** Opening Extracted text block **

Teresa H. Meng
- Associated organizations
- Stanford University
- Fields of study
- Signal processing
- Awards
- IEEE Alexander Graham Bell Medal History
Innovator of the Year in 2002
CIO 20/20 Vision Award in 2002
DEMO@15 World-Class Innovator Award in 2005
2008 Pederson Award
NSF Presidential Young Investigator Award
ONR Young Investigator Award
IBM Faculty Development Award
Bosch Faculty Scholar Award
Best Paper Award
Distinguished Lecturer Award from the IEEE Signal Processing Society
Eli Jury Award from U.C. Berkeley
Biography
An engineer, scholar and entrepreneur who saw the potential for combining digital signal processing (DSP) and radio-frequency (RF) circuitry on a single chip, Teresa H. Meng enabled the wireless freedom needed for universal personalized network access through wireless communications. Dr. Meng’s strategy of integrating DSP and RF in standard CMOS technology has become the basis of today’s lower-cost, lower-power and higher-performing wireless systems.

** Closing Extracted text block **

▶ _What you need to do_
**1)** Decide whether each statement agrees with the Teresa H. Meng profile: (a) Meng received the DEMO@15 World-Class Innovator Award in 2005; (b) the Eli Jury Award on the list came from Stanford University; (c) Meng's strategy integrated DSP and RF in standard CMOS technology. For each, answer yes or no and quote the exact words from the profile that decide it.
**2)** Continue the Teresa H. Meng profile from the end of its final sentence.
The records that come next are taken from a different source.

** Opening Raw data block **

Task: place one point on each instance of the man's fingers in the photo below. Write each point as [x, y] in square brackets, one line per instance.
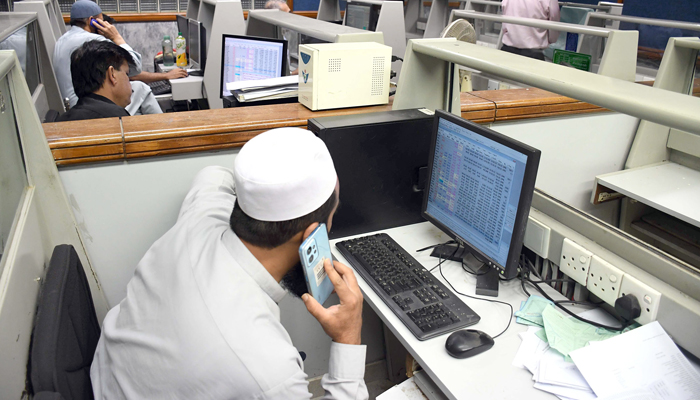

** Closing Raw data block **
** Opening Raw data block **

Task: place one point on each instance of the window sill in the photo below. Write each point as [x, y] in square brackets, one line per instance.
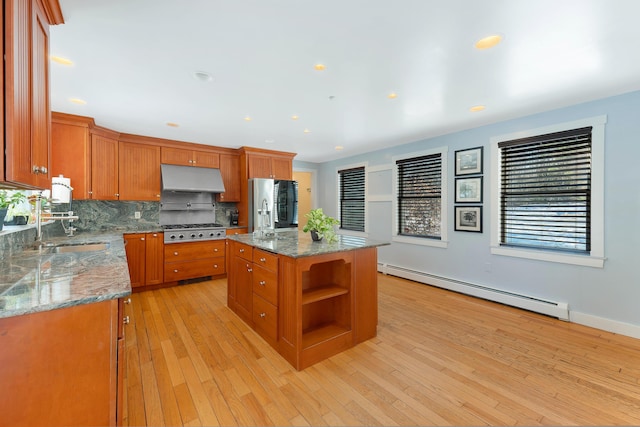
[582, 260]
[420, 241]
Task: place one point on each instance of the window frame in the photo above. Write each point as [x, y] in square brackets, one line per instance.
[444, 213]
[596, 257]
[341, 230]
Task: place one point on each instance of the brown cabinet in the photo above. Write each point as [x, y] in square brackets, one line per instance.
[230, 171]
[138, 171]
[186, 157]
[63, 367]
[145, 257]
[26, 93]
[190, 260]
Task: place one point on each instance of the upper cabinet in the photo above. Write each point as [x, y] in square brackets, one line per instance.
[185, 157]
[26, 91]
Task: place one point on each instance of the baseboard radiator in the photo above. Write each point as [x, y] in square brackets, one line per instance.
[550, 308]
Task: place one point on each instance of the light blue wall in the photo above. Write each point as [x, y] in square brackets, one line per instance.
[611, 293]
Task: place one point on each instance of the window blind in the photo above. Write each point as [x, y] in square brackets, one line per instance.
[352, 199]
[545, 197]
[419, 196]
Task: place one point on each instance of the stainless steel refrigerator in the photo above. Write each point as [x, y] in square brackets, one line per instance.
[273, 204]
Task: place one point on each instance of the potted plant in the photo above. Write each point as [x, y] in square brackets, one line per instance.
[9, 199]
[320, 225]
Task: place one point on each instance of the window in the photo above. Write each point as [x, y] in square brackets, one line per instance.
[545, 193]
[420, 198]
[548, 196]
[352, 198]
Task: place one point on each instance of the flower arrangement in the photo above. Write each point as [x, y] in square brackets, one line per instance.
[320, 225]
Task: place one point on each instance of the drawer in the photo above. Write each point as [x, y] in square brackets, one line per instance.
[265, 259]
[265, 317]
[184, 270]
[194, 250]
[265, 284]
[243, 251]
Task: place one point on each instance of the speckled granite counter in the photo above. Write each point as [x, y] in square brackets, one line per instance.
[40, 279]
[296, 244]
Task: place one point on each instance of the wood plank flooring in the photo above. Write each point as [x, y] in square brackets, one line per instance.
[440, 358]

** Closing Raw data block **
** Opening Raw data block **

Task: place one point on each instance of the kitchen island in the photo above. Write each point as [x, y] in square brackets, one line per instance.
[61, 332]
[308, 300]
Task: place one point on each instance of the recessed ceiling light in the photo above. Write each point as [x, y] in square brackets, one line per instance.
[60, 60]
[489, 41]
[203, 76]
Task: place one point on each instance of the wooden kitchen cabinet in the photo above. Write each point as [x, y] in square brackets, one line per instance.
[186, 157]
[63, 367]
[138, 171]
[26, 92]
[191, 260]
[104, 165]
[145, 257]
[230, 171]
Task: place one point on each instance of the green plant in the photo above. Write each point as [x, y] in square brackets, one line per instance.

** Closing Raw data block **

▶ _Numbered responses_
**1)**
(a) Yes: "DEMO@15 World-Class Innovator Award in 2005"
(b) No: "Eli Jury Award from U.C. Berkeley"
(c) Yes: "Dr. Meng’s strategy of integrating DSP and RF in standard CMOS technology"

**2)**
In 1999, while on leave from Stanford University, Dr. Meng founded Atheros Communications to produce high-volume, inexpensive integrated chips for wireless local area network (WLAN) applications, enabling WLANs to move from specialized to widespread use, such as in office and home environments. After returning to Stanford in 2001, Dr. Meng has focused her research efforts on bio-implant technologies, neural prosthetics and noninvasive medical treatments using focused EM energy. She returned to Stanford in 2000 to continue her teaching and turned her research to applying signal processing and IC design to bio-medical engineering. Professor Meng retired from Stanford in 2013.
She received her M.S. and Ph.D. in EECS from the University of California at Berkeley and her B.S. from National Taiwan University. Dr. Meng is an IEEE Fellow, a member of the National Academy of Engineering and currently the Reid Weaver Dennis Professor of Electrical Engineering at Stanford University, Stanford, California.